* [WORK INSTRUCTIONS]:
Show each line of the items below that contains the word "window", copying every such line in full.
— begin —
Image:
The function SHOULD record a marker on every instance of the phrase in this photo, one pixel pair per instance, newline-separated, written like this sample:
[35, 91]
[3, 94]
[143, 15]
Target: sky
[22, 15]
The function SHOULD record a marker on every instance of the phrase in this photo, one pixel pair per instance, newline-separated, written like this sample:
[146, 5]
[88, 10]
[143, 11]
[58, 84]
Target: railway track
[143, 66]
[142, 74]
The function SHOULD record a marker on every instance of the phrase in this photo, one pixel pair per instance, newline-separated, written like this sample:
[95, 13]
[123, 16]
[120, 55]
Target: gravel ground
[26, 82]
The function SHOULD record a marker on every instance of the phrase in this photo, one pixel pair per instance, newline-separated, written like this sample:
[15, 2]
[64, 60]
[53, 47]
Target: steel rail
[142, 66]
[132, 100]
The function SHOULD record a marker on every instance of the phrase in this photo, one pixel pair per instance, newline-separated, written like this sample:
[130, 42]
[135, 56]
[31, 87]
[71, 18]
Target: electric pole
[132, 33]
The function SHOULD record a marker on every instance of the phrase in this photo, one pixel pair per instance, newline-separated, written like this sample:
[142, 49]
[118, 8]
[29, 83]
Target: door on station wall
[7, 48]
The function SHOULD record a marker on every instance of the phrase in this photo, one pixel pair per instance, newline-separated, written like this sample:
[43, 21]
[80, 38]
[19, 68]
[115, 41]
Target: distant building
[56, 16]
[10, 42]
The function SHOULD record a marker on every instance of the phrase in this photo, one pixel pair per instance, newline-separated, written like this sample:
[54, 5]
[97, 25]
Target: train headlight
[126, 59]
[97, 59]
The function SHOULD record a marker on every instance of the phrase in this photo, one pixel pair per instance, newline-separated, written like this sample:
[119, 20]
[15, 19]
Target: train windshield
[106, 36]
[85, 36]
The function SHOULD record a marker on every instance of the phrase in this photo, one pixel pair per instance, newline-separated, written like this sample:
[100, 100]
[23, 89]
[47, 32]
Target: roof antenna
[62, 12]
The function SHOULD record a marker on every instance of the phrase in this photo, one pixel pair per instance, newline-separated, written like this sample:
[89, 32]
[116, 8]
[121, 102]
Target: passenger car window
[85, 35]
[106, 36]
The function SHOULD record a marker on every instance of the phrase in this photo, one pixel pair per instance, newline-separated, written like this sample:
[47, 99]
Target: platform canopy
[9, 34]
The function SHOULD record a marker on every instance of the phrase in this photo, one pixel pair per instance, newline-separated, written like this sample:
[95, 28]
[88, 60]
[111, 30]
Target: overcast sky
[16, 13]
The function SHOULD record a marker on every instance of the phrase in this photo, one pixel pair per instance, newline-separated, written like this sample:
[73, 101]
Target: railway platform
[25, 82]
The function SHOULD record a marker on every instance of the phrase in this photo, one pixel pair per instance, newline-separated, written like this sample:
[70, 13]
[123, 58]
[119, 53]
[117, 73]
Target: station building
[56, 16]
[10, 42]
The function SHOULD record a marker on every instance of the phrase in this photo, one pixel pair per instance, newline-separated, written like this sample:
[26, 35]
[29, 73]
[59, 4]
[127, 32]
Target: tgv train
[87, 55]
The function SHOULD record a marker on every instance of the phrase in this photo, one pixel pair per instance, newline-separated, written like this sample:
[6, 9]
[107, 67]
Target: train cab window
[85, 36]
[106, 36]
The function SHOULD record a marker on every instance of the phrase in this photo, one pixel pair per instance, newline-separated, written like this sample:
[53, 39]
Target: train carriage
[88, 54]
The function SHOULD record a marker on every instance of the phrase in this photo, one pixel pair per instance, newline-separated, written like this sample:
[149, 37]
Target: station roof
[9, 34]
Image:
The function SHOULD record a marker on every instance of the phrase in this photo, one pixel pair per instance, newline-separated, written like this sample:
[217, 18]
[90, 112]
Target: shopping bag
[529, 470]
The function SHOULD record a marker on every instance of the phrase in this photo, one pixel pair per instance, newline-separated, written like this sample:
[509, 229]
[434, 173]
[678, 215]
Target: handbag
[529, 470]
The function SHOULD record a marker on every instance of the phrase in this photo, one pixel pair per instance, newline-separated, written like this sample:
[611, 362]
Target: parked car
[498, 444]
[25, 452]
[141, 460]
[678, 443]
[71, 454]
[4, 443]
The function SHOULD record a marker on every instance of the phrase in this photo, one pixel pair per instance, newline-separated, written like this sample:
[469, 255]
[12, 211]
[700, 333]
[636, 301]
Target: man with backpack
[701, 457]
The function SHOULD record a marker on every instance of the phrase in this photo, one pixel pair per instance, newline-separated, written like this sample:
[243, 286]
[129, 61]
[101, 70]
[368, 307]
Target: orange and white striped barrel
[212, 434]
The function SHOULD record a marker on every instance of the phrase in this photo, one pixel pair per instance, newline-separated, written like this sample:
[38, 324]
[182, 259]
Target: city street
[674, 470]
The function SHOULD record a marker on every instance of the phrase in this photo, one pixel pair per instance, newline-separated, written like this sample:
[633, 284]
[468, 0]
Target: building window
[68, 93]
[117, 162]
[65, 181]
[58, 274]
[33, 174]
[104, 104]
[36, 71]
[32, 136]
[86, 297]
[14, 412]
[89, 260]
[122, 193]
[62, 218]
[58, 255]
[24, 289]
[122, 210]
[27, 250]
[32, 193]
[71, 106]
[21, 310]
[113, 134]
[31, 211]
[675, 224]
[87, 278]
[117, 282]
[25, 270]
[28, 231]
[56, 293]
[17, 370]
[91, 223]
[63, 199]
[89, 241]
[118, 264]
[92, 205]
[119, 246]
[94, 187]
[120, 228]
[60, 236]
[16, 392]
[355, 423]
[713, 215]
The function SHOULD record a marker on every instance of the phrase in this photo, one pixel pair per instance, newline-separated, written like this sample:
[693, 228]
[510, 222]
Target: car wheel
— end —
* [EXERCISE OUTPUT]:
Target: passenger car window
Target: train cab window
Target: building window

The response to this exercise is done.